# QUESTIONS TO ANSWER
a. In the article on pregnancy weight gain below, how many women did the investigators recruit, and how far along were their pregnancies?
b. Say whether each statement agrees with the article on pregnancy weight gain below, and quote the words that decide it: (i) The study appeared in the July issue of Obstetrics and Gynecology. (ii) The women were sorted into groups using 2009 Institute of Medicine guidelines. (iii) The largest group was made up of women whose weight gain was appropriate throughout pregnancy.

-- DOCUMENT TEXT follows --

Early Weight Gain in Pregnancy May Be Bad Start for Infant

Laird Harrison

July 15, 2013

Mothers who put on too much weight early in their pregnancies have bigger, fatter babies, a new study shows.

The neonates born to women who gained too much early in their pregnancies had a mean body mass index (BMI) of 14.5 ± 1.3 kg/m2 compared with 12.6 ± 1.2 kg/m2 for the neonates of women whose weight gain was appropriate, and 13.2 ± 1 kg/m2 for the neonates of women who gained too much late in their pregnancies.

"Implementing preventive measures in the period before conception or in early pregnancy may be necessary to prevent early excessive gestational weight gain and its potential detrimental effects on the neonate," write Margie H. Davenport, PhD, from the Physical Activity and Diabetes Laboratory, Li Ka Shing Centre for Health Research Innovation, University of Alberta, Edmonton, Canada, and colleagues.

The study was published online July 8 and in the August issue of Obstetrics and Gynecology.

Previous research has shown that a mother's weight can affect the health of her baby and that events in pregnancy can have a lifetime effect on the child's health. However, few studies have looked at the timing of weight gain.

To examine this question, the investigators recruited 172 healthy women who were between 16 and 20 weeks pregnant. The women followed healthy living guidelines, but many of them still gained excessive weight.

Researchers categorized them, using 2009 Institute of Medicine guidelines, into 4 groups: 33 patients whose weight gain was appropriate throughout their pregnancy, 49 whose weight gain was excessive late in their pregnancy, 29 whose weight gain was excessive in the first half of their pregnancy, and 61 whose weight gain was excessive overall.

The researchers found that total maternal prepregnancy BMI correlated with total maternal weight gain, neonatal birth weight, and neonatal BMI. However, even after controlling for maternal prepregnancy BMI, they found that the correlation between total maternal weight gain and neonatal body fat remained statistically significant (P = .047).

Moreover, when the investigators compared infants whose mothers gained excessive weight early in pregnancy with those whose mothers gained excessive weight late in pregnancy, they found statistically significant (P < .05) differences in the infants’ weight, the percentage of those with a weight of at least 4000 g, the infants’ crown-to-heel length, and the infants’ BMI.

-- DOCUMENT TEXT concluded --
-- DATA SUPPLIED follows --

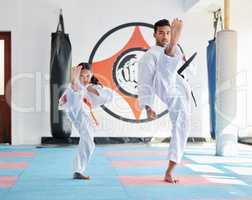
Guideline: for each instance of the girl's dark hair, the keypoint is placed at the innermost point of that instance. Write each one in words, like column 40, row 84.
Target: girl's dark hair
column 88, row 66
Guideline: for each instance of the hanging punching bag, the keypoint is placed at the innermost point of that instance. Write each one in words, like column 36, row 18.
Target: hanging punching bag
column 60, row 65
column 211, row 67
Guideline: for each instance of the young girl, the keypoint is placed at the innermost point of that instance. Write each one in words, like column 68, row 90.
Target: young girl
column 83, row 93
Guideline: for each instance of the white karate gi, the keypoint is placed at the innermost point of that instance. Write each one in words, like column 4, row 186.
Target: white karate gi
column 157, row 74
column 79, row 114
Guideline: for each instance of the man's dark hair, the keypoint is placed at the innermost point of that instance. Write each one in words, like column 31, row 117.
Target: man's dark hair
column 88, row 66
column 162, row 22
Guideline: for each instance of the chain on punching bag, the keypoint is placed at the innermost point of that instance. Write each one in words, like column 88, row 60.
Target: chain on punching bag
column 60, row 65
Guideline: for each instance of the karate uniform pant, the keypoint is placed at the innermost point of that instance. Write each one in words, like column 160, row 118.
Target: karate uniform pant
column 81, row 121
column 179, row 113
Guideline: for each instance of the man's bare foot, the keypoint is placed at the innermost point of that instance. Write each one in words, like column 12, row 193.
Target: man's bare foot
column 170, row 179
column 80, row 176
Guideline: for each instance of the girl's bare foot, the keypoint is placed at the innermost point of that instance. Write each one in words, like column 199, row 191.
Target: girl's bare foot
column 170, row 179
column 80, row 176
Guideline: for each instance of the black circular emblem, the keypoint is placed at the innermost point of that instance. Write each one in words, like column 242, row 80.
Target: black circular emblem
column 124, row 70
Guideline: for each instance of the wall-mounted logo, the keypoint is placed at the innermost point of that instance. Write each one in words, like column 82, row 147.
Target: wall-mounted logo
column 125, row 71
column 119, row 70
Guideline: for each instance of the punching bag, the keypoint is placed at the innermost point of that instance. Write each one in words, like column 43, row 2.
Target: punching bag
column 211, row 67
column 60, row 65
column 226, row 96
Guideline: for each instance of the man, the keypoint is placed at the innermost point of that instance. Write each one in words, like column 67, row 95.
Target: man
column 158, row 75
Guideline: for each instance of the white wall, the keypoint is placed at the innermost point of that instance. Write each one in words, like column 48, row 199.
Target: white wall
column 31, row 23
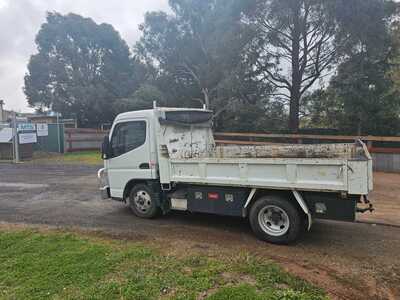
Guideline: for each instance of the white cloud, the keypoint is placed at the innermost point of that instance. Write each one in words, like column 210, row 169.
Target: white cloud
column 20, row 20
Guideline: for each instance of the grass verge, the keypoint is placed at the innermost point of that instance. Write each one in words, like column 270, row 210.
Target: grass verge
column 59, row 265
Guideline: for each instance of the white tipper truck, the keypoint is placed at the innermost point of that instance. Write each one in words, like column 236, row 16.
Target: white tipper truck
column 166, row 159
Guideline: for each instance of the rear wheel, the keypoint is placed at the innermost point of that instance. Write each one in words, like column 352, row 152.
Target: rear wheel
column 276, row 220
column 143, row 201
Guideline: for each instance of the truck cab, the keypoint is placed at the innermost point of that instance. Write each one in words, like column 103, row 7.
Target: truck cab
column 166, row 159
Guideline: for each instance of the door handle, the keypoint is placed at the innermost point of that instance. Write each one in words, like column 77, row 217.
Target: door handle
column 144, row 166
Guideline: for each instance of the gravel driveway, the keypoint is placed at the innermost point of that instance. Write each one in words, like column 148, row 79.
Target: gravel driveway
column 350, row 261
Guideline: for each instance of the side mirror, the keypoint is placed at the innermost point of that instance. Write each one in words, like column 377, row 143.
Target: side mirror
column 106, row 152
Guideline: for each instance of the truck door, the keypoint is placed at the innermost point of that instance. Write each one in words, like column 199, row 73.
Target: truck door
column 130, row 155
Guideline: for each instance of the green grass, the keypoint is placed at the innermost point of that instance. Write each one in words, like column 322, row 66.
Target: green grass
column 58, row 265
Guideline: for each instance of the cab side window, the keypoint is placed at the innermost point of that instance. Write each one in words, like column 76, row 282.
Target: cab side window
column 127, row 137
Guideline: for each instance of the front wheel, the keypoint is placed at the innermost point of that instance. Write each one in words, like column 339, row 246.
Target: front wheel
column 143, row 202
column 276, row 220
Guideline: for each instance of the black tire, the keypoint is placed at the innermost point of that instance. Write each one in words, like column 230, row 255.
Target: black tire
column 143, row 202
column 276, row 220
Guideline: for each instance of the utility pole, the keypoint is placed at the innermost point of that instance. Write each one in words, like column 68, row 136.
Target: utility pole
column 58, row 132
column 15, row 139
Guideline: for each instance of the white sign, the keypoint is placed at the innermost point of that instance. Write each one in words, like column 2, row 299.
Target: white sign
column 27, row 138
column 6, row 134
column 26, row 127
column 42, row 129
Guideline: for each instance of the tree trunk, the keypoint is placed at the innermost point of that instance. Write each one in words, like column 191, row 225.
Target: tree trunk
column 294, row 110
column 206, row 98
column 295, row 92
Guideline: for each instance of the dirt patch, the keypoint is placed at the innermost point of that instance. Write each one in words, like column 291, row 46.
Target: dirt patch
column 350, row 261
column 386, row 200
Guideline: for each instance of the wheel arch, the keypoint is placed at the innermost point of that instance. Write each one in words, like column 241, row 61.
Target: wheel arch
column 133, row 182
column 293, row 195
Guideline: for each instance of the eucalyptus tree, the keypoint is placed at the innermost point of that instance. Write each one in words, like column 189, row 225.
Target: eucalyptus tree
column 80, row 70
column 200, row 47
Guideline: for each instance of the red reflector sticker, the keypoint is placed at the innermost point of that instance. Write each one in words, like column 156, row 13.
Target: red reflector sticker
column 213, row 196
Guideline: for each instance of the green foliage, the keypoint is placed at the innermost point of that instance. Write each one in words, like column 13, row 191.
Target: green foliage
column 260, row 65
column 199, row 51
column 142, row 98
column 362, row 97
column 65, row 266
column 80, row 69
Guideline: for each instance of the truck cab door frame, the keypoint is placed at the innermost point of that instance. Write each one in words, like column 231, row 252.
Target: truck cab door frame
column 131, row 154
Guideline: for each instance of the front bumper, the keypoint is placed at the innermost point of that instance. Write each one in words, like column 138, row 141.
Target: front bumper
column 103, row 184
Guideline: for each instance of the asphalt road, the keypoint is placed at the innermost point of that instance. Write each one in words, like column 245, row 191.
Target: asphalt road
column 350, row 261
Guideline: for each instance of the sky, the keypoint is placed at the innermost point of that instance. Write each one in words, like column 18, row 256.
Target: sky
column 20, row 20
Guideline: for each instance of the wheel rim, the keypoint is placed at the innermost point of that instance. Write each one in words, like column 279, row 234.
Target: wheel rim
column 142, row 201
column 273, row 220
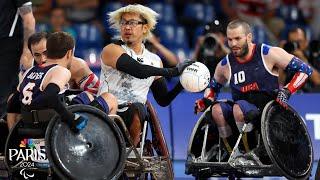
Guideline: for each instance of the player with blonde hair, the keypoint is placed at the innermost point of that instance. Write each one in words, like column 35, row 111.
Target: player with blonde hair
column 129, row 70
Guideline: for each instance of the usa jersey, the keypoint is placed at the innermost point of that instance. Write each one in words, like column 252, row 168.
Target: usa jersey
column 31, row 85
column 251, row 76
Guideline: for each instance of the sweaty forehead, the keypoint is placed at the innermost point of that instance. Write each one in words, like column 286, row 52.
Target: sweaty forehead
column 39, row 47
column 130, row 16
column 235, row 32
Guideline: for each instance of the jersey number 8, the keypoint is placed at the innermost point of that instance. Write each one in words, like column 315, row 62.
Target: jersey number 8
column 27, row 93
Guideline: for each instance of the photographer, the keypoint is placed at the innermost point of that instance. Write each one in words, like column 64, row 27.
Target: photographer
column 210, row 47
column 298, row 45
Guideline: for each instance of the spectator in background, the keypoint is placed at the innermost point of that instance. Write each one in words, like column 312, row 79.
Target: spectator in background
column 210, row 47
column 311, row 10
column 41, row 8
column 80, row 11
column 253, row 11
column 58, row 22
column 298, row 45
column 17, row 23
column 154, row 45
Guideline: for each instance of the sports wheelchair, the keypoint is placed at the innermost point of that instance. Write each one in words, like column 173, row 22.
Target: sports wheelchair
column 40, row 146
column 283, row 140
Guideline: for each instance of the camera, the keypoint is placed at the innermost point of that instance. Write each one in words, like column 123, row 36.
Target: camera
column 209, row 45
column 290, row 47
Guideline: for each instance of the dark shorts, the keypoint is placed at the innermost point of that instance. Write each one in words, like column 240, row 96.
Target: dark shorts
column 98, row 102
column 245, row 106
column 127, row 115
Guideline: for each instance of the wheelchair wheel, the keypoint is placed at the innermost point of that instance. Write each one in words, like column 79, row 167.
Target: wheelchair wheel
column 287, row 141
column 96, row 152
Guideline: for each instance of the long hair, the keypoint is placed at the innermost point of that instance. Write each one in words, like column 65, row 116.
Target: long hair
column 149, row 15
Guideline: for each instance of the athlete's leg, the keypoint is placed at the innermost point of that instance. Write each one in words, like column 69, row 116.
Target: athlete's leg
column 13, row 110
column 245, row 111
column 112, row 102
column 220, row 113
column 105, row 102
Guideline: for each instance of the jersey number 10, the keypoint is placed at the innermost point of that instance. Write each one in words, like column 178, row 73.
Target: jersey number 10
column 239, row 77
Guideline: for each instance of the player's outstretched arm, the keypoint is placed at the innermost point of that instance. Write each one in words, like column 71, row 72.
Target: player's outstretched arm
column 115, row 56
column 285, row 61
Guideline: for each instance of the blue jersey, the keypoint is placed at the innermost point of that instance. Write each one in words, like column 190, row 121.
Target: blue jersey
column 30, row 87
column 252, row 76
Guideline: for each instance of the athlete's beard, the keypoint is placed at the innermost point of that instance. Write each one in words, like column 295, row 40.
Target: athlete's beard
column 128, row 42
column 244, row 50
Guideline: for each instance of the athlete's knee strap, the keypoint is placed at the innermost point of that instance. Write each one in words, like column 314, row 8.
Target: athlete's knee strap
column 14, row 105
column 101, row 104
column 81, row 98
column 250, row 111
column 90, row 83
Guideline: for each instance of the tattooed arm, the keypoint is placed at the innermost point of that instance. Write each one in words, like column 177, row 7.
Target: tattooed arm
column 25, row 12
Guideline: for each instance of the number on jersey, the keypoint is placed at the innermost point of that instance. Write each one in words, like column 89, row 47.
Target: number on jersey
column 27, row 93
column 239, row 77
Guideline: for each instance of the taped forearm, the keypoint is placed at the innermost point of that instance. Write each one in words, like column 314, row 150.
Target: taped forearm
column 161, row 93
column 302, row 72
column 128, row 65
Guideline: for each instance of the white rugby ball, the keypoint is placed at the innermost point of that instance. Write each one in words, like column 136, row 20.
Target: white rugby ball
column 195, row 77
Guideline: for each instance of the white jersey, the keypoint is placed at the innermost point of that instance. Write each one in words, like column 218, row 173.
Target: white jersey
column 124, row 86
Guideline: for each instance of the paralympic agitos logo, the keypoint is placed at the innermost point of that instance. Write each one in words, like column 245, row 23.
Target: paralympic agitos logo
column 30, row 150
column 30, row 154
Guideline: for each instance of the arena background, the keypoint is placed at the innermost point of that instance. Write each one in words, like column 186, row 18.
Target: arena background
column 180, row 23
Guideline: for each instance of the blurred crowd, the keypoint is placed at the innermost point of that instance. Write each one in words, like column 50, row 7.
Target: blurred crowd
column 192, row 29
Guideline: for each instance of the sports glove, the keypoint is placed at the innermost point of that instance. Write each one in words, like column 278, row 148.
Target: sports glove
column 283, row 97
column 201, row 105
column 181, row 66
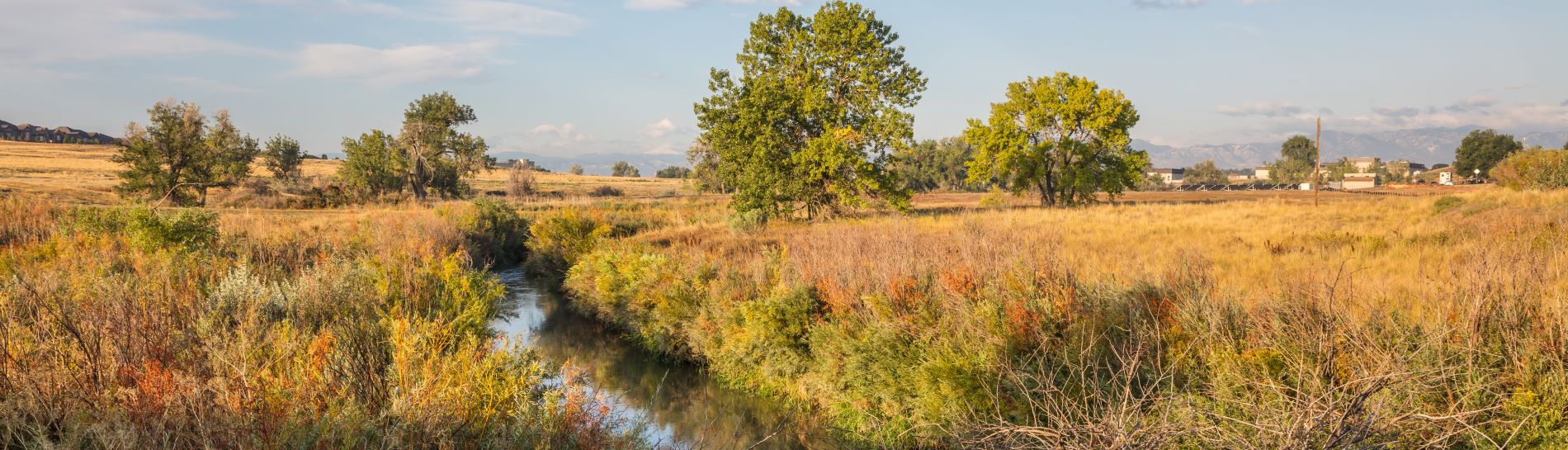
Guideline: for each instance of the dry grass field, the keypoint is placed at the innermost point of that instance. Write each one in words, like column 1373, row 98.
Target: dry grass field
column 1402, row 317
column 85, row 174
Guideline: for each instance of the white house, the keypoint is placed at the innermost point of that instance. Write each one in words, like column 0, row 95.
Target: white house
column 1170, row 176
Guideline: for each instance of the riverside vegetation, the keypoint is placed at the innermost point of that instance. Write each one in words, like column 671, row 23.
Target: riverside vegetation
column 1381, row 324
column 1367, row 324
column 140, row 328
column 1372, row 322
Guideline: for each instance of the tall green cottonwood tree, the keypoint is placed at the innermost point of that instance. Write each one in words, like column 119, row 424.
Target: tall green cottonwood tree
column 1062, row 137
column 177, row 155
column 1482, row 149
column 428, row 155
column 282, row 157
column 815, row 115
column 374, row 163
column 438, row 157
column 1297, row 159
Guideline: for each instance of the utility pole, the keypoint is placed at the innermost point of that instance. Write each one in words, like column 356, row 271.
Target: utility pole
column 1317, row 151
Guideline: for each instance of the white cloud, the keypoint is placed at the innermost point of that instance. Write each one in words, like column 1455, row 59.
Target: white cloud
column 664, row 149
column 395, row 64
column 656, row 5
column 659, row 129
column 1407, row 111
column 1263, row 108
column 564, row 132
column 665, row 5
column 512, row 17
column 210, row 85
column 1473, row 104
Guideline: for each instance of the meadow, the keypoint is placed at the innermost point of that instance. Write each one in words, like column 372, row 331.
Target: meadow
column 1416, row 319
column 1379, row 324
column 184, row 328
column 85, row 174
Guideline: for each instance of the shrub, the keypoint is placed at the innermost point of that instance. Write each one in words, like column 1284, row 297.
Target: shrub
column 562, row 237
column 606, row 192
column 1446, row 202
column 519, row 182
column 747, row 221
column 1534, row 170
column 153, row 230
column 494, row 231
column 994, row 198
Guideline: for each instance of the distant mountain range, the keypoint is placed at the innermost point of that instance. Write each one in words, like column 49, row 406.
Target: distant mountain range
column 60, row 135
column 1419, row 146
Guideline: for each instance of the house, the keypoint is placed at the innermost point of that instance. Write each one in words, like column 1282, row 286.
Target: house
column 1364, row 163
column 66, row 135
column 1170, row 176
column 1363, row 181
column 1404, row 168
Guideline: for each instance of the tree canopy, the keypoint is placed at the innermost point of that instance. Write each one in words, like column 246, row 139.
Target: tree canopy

-- DATA SUPPLIED concluded --

# EXERCISE RESULTS
a. They recruited 172 healthy women who were between 16 and 20 weeks pregnant.

b.
(i) No: "The study was published online July 8 and in the August issue of Obstetrics and Gynecology."
(ii) Yes: "Researchers categorized them, using 2009 Institute of Medicine guidelines, into 4 groups"
(iii) No: "33 patients whose weight gain was appropriate throughout their pregnancy" compared with "61 whose weight gain was excessive overall."